(Dataset records)
☆ ☆ ☆

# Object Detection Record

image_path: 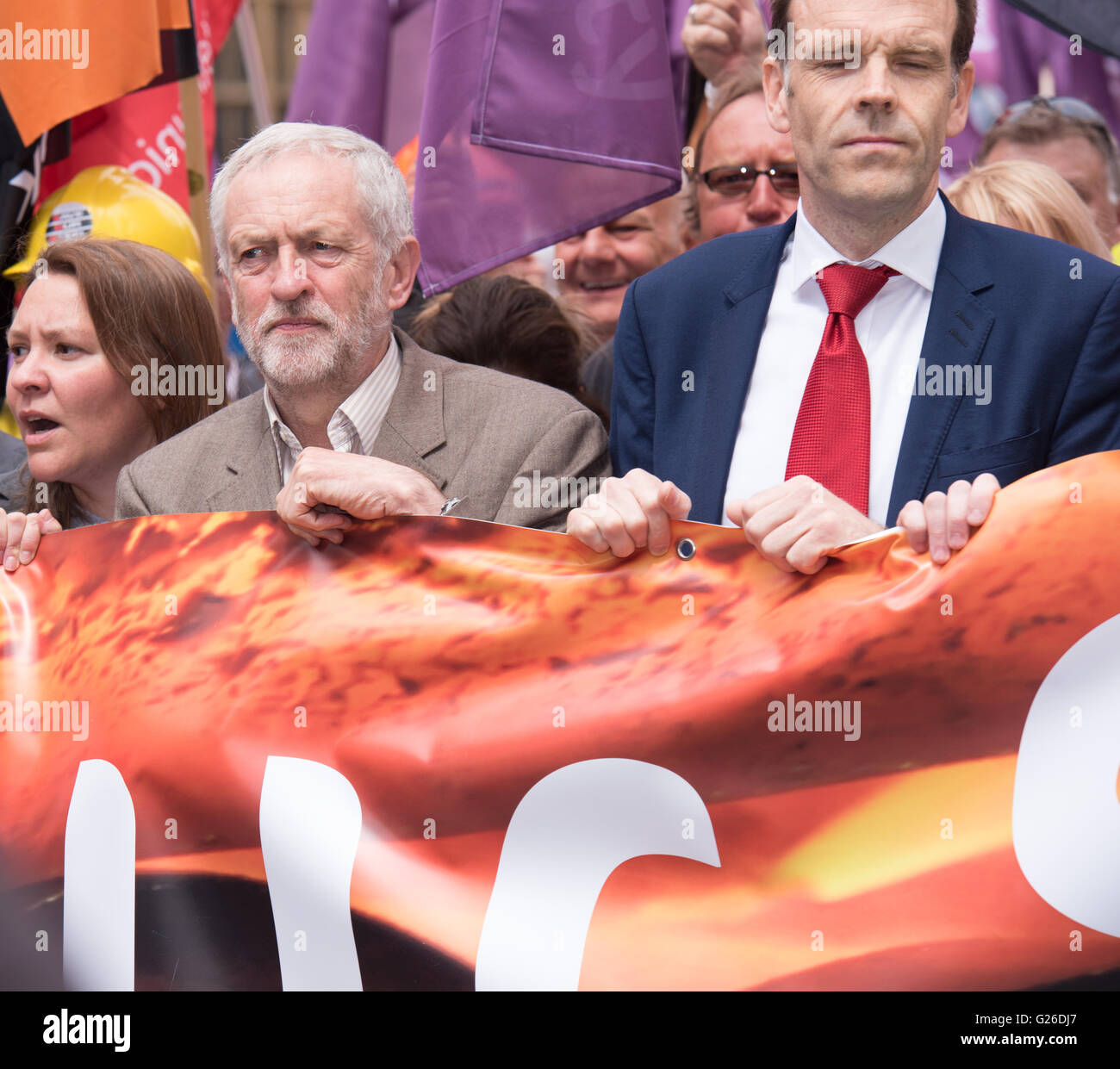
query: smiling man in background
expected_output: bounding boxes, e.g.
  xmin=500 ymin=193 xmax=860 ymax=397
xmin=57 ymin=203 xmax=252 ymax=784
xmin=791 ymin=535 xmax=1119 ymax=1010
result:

☆ ☆ ☆

The problem ->
Convert every line of the rows above into a Markdown table with the columns Line No. and Content, skipping blank lines. Leave the pictures out of your answer.

The output ->
| Line No. | Content |
|---|---|
| 1 | # Object Detection Record |
| 2 | image_path:  |
| 3 | query: smiling man in background |
| 4 | expected_output: bounding boxes, e.g. |
| 5 |   xmin=500 ymin=193 xmax=860 ymax=397 |
| 6 | xmin=57 ymin=203 xmax=252 ymax=784 |
| 7 | xmin=791 ymin=535 xmax=1119 ymax=1010 |
| 8 | result: |